DATA ROWS.
## BEGIN
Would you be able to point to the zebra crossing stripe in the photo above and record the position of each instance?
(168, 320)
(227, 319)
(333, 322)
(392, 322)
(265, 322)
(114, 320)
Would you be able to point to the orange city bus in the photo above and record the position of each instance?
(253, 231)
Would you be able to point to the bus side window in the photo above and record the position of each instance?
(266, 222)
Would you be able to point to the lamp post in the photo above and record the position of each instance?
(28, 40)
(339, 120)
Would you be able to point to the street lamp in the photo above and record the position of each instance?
## END
EXERCISE GOAL. Update the lines by replacing "record the position" with "mark the location" wherever it occurs. Leave everything else unchanged.

OUTPUT FOR THIS EXERCISE.
Would you be able to point to the zebra crossing stripe in the photo above and mark the location of each instance?
(168, 320)
(227, 319)
(333, 322)
(392, 322)
(265, 322)
(114, 320)
Would you be able to point to the orange city bus in the photo above and mark the location of each instance?
(253, 231)
Would you be able to point to the bus side window in the photo above and mark the location of each instance?
(266, 222)
Would you be able to point to the lamp post in the photo above and mark the location of each instance?
(28, 40)
(339, 120)
Would you be able to point to the street lamp in the photo above and mark the location of each instance?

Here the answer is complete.